Set exercise –
Leave out the pictures and transcribe everything else exactly.

Data section –
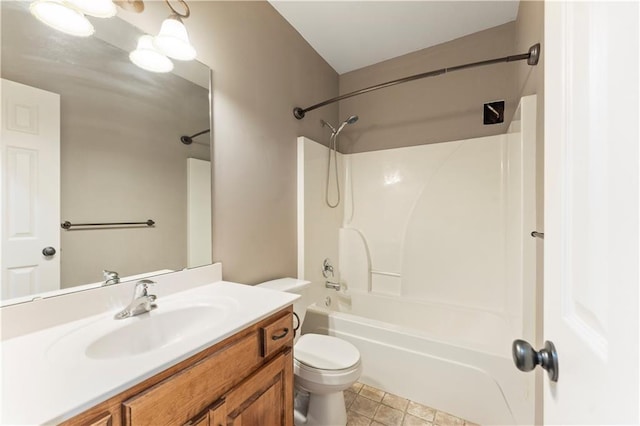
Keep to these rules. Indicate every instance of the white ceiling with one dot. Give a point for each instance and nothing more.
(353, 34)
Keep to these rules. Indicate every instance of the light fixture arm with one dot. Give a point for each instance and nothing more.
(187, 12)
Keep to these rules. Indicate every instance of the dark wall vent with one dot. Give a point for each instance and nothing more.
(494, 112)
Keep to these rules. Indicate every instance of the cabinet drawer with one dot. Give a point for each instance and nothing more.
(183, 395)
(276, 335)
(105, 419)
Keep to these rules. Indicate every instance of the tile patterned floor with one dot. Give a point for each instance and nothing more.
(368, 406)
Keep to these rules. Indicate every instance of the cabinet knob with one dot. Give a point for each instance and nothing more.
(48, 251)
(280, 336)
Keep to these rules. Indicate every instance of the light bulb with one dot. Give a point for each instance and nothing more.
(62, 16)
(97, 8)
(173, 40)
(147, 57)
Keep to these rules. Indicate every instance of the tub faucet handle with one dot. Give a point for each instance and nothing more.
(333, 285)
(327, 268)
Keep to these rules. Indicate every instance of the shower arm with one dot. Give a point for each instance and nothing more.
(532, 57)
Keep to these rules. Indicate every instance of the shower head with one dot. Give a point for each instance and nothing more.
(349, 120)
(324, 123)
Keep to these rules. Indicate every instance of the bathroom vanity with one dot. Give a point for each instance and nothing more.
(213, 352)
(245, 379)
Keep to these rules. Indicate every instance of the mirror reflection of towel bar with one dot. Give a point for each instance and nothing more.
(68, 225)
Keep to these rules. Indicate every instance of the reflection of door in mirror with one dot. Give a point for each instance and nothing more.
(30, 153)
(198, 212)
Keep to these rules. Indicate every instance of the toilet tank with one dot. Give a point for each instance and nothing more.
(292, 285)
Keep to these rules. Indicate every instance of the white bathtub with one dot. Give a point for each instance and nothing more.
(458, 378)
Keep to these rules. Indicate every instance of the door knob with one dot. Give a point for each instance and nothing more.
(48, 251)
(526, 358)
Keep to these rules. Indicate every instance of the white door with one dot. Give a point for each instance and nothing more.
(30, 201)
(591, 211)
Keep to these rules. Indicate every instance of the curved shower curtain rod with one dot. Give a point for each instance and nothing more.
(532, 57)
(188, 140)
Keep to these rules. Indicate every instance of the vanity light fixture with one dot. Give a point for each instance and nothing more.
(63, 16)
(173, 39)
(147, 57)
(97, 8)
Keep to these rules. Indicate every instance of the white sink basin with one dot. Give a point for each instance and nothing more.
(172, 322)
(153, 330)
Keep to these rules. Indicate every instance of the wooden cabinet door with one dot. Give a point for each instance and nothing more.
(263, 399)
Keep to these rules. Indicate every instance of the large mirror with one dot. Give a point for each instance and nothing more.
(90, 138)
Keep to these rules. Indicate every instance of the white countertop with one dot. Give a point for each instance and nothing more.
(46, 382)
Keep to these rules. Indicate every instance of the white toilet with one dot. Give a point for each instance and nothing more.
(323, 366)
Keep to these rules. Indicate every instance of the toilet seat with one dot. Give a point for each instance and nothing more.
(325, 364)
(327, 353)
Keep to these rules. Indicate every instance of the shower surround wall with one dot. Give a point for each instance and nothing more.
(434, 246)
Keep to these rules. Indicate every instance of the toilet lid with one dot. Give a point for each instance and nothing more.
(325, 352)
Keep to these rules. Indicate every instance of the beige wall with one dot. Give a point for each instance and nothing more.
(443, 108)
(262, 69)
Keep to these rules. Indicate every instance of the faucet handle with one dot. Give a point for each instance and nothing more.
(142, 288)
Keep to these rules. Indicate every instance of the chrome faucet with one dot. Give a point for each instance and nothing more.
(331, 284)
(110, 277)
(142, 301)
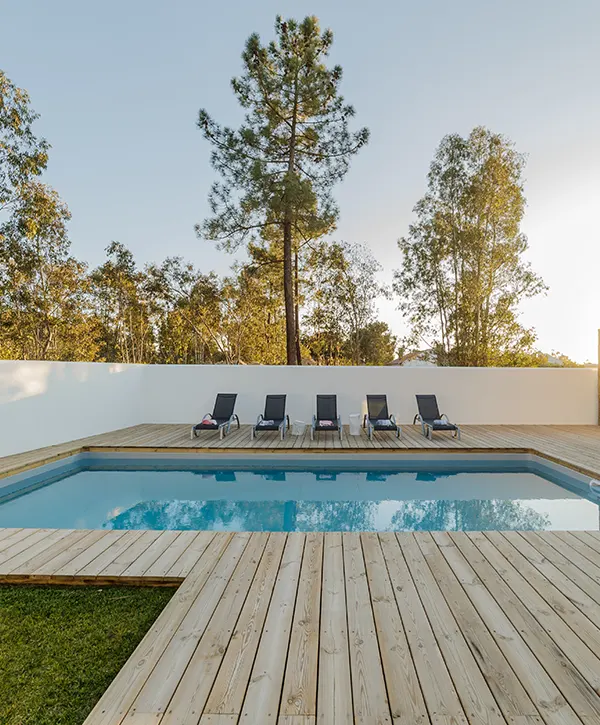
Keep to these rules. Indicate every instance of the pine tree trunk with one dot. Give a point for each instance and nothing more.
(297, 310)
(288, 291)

The response –
Keep to these rules. Indicate every instance of the white ceiling with one dot. Give a point for each instance and nothing more.
(353, 34)
Keep to these rules. Indicate every instance of the light fixture arm with one dot. Give a point for each instance and nothing more.
(187, 12)
Keep to these rules. Indicate every instance of the dark wall vent with one dot. Give a point for each instance and nothing more.
(494, 112)
Keep to these rules. Indicate every instance of the cabinet drawer with one dot. Give a point for each instance and nothing more.
(183, 395)
(276, 335)
(105, 419)
Keep to these rules. Indicate every instance of the tile patterned floor with one dot. Give a point for each instance and nothing more.
(368, 406)
Keep to these rules. Indicate every instance of the cabinet knob with one dot. Give a point for each instance and nothing more.
(48, 251)
(280, 336)
Keep to these rules. Indicate every instance of the light bulb with one dot. Give a point for each instance and nothing more.
(62, 16)
(97, 8)
(173, 40)
(147, 57)
Keep to these rules. Indicate every instance of the tub faucet handle with one dot. Give a point for each instance and nothing more.
(333, 285)
(327, 268)
Keep to these rules. Indicate every instance of the shower arm with one dot. Give a point for each instance and nothing more.
(532, 57)
Keep to these rules. Indicate every instance of the shower head with one dot. Give a point for each instance and nothing more.
(349, 120)
(324, 123)
Keep to these rules. Indicate every instance of the bathroom vanity with one dot. Give a point for each instance and nothing more.
(213, 352)
(245, 379)
Keep to these rules. Indicate every instance of the mirror reflection of towel bar with one dot. Give a point for each instance and nothing more.
(68, 225)
Keep to these rules. Indicate every instance of the reflection of door in mirror with one dot. Give a point for each instance and nothing more.
(30, 153)
(198, 212)
Keep to these rules. Indicate every instance of the toilet tank with one dot. Give a point for each instance and nothing more.
(292, 285)
Keep to these rules. Indicate every instance of the white bathtub with one dot. Give a point for each instance and nothing more.
(458, 378)
Keep to these rules. Indicate every instance of the door knob with one dot. Give a point for each instance and nothing more.
(48, 251)
(526, 358)
Keep to these rules. Indicate every instance of the white door with one dot. Give a point for each instance and nothing more.
(30, 201)
(591, 211)
Keep to these rules. Indicate every instance of the curved shower curtain rod with one dot. Give a point for each instance and nothing more.
(532, 57)
(188, 140)
Keep to these rules. Indicate every instance of the vanity light fixture with one dot. Give a point for each instance and nothing more.
(63, 16)
(173, 39)
(147, 57)
(97, 8)
Keep to these rules. Indicate every instance of the white sink basin with one dot. Give a point for each instance and nothing more.
(172, 322)
(153, 330)
Keep to these rules. Indicate every instance of the wooden cabinet door with one dot. Give a point for each instance and nothing more.
(263, 399)
Keep to these rules. Indicate every instance of the large mirror with one dot. Give a point for each instance and nothing more.
(90, 138)
Keep to these rules. Indicate every instance of the white countertop with one dot. Give a point for each instance and nothing more.
(46, 382)
Keep to these rules. Indicate every instance of the white toilet with one dot. Give a point for each instance and nothing more.
(323, 366)
Keep to these rules. Indicate every instance of the toilet seat with one dot. Give a point for each instance and nothing more.
(325, 364)
(327, 353)
Keep to these rules. Indicate every instance of the shower surround wall with one dot. Give a point for each instance and nothing more.
(434, 246)
Keep to these rules. Indicate every instance of the toilet lid with one dot. Give a point for each instance and nothing more.
(325, 352)
Keep to these rules. Indicate every instance of the beige wall with one dot. Give a point for each instance and nothing more.
(443, 108)
(262, 69)
Keep to these rules. Indicate every instance of the faucet handle with one dot. Give a point for each instance and nothing more.
(142, 288)
Keep to these rules. Indicate every instance of the chrome faucet with one dot. Give a point for each instance and nothing more.
(331, 284)
(110, 277)
(142, 301)
Keep to these rules. Indicate every instance of the pine tree trunk with one dot. Give a point for each instance and nothing more.
(297, 310)
(288, 291)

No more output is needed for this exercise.